* Goal
Output the data exactly, with every line intact.

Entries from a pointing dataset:

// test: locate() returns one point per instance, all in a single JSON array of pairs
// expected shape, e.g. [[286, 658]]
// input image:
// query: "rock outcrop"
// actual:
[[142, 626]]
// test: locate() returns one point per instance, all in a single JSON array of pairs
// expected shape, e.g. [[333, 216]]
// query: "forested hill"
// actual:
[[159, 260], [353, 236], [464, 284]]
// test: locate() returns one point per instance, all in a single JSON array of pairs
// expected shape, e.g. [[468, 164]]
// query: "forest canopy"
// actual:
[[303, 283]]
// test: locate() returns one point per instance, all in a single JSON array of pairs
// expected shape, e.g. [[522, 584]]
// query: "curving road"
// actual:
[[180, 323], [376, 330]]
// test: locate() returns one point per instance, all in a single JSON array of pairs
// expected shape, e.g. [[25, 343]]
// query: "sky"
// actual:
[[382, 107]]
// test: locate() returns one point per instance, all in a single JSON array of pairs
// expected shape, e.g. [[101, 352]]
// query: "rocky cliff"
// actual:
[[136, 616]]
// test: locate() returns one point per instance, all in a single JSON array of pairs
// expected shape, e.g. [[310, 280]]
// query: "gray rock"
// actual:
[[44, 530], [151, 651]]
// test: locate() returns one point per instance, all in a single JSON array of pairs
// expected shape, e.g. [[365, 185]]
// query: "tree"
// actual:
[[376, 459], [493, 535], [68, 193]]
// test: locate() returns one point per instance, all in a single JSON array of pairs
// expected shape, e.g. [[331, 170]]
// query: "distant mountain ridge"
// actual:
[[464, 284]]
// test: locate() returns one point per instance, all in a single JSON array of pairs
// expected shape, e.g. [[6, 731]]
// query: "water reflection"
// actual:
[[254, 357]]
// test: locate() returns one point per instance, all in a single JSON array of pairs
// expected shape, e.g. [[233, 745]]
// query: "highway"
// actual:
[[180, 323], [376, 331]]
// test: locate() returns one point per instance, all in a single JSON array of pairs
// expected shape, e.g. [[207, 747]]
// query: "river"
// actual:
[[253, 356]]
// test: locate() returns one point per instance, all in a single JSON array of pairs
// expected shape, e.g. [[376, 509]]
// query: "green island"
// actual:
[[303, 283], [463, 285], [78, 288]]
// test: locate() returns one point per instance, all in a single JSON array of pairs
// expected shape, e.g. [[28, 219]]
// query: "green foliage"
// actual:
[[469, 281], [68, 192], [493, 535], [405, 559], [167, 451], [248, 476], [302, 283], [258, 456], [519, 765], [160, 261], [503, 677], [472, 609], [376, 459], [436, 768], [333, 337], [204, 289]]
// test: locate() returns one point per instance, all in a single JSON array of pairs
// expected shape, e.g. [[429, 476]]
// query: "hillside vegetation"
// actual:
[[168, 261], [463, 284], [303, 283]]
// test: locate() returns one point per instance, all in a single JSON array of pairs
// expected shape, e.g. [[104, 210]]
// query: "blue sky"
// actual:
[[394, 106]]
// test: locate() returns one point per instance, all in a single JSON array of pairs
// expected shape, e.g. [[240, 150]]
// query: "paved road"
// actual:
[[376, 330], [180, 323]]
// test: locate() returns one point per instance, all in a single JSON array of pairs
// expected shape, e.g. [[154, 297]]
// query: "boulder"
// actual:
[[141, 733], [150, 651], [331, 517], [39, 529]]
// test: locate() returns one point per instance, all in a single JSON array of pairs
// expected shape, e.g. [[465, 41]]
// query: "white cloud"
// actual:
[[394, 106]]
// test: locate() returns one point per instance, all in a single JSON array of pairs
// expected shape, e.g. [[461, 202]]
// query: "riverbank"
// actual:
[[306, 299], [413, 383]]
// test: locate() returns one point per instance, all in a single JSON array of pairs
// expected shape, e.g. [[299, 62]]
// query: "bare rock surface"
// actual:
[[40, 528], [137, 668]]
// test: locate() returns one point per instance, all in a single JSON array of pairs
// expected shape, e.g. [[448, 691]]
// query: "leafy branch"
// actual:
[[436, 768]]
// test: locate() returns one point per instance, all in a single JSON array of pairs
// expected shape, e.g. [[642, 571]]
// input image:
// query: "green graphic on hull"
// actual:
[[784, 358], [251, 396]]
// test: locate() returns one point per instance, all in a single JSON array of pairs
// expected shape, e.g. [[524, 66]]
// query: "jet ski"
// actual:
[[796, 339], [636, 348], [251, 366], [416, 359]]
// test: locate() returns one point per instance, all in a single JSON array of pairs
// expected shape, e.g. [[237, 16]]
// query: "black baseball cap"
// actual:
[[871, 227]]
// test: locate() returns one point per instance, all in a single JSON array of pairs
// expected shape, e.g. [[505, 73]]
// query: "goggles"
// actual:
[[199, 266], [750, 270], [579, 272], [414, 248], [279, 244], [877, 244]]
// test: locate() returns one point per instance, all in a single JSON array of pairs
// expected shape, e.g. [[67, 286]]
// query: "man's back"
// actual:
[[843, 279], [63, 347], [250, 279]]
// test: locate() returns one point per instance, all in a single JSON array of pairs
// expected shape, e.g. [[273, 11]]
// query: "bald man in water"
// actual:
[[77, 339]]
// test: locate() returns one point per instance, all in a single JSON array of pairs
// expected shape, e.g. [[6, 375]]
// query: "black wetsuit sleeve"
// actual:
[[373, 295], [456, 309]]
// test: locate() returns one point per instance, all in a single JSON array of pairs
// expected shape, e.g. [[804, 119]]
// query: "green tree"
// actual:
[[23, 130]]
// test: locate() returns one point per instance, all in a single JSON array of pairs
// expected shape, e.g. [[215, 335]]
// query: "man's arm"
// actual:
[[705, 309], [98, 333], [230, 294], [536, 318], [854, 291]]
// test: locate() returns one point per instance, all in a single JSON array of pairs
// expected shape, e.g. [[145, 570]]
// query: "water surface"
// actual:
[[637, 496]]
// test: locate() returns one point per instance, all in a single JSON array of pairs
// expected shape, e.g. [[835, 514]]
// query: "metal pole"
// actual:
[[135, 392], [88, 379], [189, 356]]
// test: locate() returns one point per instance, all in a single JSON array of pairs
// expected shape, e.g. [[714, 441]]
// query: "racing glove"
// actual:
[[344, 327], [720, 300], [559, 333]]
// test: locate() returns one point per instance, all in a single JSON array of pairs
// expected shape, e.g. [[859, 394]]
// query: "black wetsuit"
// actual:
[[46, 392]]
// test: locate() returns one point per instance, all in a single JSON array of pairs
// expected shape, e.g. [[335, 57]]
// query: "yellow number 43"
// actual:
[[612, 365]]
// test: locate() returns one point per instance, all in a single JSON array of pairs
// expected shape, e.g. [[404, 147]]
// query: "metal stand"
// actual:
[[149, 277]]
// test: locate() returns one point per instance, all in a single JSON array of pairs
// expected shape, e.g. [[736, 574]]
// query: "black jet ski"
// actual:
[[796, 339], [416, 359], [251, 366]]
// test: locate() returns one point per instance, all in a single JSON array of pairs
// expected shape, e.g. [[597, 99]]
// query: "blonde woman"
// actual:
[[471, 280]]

* Exercise result
// test: locate() returns one point per instance, all in a single JSON array of pairs
// expected shape, e.g. [[286, 658]]
// input image:
// query: "rock outcrop"
// actual:
[[142, 626]]
// test: locate() returns one point per instance, all in a single JSON array of pairs
// expected shape, e.g. [[333, 216]]
// query: "forested hill"
// actual:
[[159, 260], [353, 236], [464, 284]]
// test: locate() returns one point per instance, all in a single JSON array of pairs
// expected shape, e.g. [[468, 164]]
// query: "forest canopy"
// actual:
[[303, 283]]
// test: locate() returns one point per instance, all in a single JSON array of pairs
// expected shape, e.g. [[522, 584]]
// query: "curving road"
// actual:
[[180, 323], [376, 330]]
// test: locate() returns one point per instance, all in a single JSON array of pairs
// expected shape, e.g. [[25, 343]]
// query: "sky"
// actual:
[[382, 107]]
// test: locate() returns one point per instance, all in a single JSON array of pairs
// expected shape, e.g. [[101, 352]]
// query: "rocky cliff"
// actual:
[[136, 616]]
// test: locate() returns one point per instance, all in a single JSON array of pairs
// expected shape, e.g. [[310, 280]]
// query: "gray rock"
// actual:
[[44, 530], [151, 651]]
// test: locate() returns one point per instance, all in a single JSON array of pairs
// expected shape, e.g. [[365, 185]]
// query: "tree"
// actual:
[[376, 459], [493, 535], [68, 193]]
// test: locate() returns one point per instance, all in a single JSON array of pairs
// expected shape, e.g. [[331, 170]]
// query: "distant mountain ridge"
// actual:
[[464, 284]]
// test: locate() returns one point per instance, all in a single JSON array of pairs
// expected shape, e.g. [[6, 731]]
// query: "water reflection"
// actual:
[[254, 357]]
// test: locate() returns one point per instance, all in a single JSON array of pairs
// expected shape, e.g. [[233, 745]]
// query: "highway"
// actual:
[[180, 323], [376, 331]]
// test: locate() returns one point per instance, all in a single JSON array of pairs
// expected shape, e.g. [[207, 747]]
// query: "river"
// actual:
[[253, 356]]
// test: locate() returns one point per instance, all in a single JSON array of pairs
// expected shape, e.g. [[376, 509]]
// query: "green island"
// actual:
[[303, 283], [463, 285], [78, 288]]
// test: locate() returns one point per instance, all in a single JSON array of pairs
// expected shape, e.g. [[28, 219]]
// query: "green foliage"
// actual:
[[469, 281], [68, 192], [493, 535], [405, 559], [167, 451], [248, 476], [302, 283], [258, 456], [519, 765], [160, 261], [503, 677], [472, 609], [376, 459], [436, 768], [333, 337], [204, 289]]
// test: locate() returns one point per instance, all in a single JSON array of pairs
// expected shape, e.g. [[429, 476]]
// query: "hillside vegetation"
// actual:
[[168, 261], [463, 284], [303, 283]]
// test: locate() returns one point per instance, all in a single JSON array of pairs
// expected shape, e.g. [[104, 210]]
// query: "blue sky"
// actual:
[[394, 106]]
// test: locate() returns one point per instance, all in a single JSON array of pairs
// expected shape, e.g. [[240, 150]]
// query: "paved road"
// actual:
[[376, 330], [180, 323]]
// test: locate() returns one point per instance, all in a single JSON array of pairs
// expected shape, e.g. [[154, 297]]
// query: "boulder"
// actual:
[[141, 733], [150, 651], [331, 517], [39, 529]]
// test: locate() returns one point per instance, all in a single JSON array of pairs
// expected shape, e.g. [[465, 41]]
// query: "white cloud"
// actual:
[[394, 106]]
// test: locate() returns one point per instance, all in a single JSON array of pairs
// expected shape, e.g. [[461, 202]]
// query: "riverbank"
// actual:
[[306, 299], [413, 383]]
// test: locate() returns one point per instance, all in a single JSON array of pairs
// expected shape, e.g. [[299, 62]]
// query: "bare rock surface"
// actual:
[[40, 528], [137, 668]]
// test: locate() returns one point per instance, all in a single JSON array of pairs
// expected shape, e.g. [[448, 691]]
// query: "leafy branch"
// actual:
[[436, 768]]
// test: locate() returns one point per instance, all in a single JSON array of pairs
// expected shape, e.g. [[642, 571]]
// input image:
// query: "green graphic on hull"
// actual:
[[784, 358], [251, 396]]
// test: locate() returns one point per instance, all in a single JSON array of pairs
// expected shape, e.g. [[524, 66]]
// query: "jet ski"
// actual:
[[796, 339], [636, 348], [251, 366], [416, 359]]
// test: locate() returns one point per instance, all in a single JSON array of pairs
// expected shape, e.g. [[237, 16]]
// query: "black baseball cap"
// actual:
[[871, 227]]
// test: locate() returns one point per instance, all in a single JSON array of pairs
// expected shape, e.g. [[505, 73]]
// query: "goggles"
// actual:
[[199, 266], [750, 270], [579, 272], [414, 248], [279, 244], [877, 244]]
// test: locate() returns one point per instance, all in a single JSON array of pairs
// expected shape, e.g. [[67, 286]]
// query: "man's back"
// actual:
[[843, 279], [63, 347], [250, 279]]
// test: locate() returns one point per instance, all in a single JSON array of pairs
// expected shape, e.g. [[273, 11]]
// query: "bald man in water"
// actual:
[[77, 339]]
// test: locate() returns one point per instance, all in a single JSON array of pairs
// expected shape, e.g. [[6, 375]]
// query: "black wetsuit sleeve"
// actual:
[[373, 295], [456, 309]]
// test: locate() returns one point per instance, all in a single JSON array of pairs
// expected shape, e.g. [[804, 119]]
// query: "green tree"
// actual:
[[23, 130]]
// test: locate() returns one point per instance, all in a single JSON array of pairs
// expected shape, e.g. [[215, 335]]
// query: "man's arm"
// actual:
[[705, 309], [98, 333], [230, 294], [536, 318], [854, 291]]
// test: locate() returns one point per instance, all in a single JSON array of pairs
// expected shape, e.g. [[145, 570]]
// query: "water surface"
// actual:
[[637, 496]]
// test: locate() returns one point per instance, all in a single JSON array of pairs
// expected shape, e.g. [[835, 514]]
// query: "metal pole"
// actual:
[[135, 392], [88, 379], [189, 356]]
// test: locate() returns one point per instance, all in a single JSON array of pairs
// expected shape, e.g. [[714, 441]]
// query: "racing glove"
// actual:
[[344, 327], [720, 300], [559, 333]]
// test: locate() returns one point per instance, all in a single JSON array of pairs
// expected shape, e.g. [[859, 394]]
// query: "black wetsuit"
// actual:
[[46, 392]]
// test: locate() returns one point per instance, all in a single JSON array of pairs
// expected shape, e.g. [[335, 57]]
// query: "yellow number 43"
// actual:
[[612, 365]]
// test: locate() returns one point per instance, all in a single JSON array of pairs
// expected shape, e.g. [[404, 147]]
// query: "metal stand"
// actual:
[[149, 277]]
// test: locate() returns one point per instance, all in a single JSON array of pairs
// expected shape, e.g. [[736, 574]]
// query: "black jet ski"
// actual:
[[796, 339], [416, 359], [251, 366]]
// test: locate() returns one point per instance, all in a single JSON array of pairs
// expected shape, e.g. [[597, 99]]
// query: "blonde woman"
// actual:
[[471, 280]]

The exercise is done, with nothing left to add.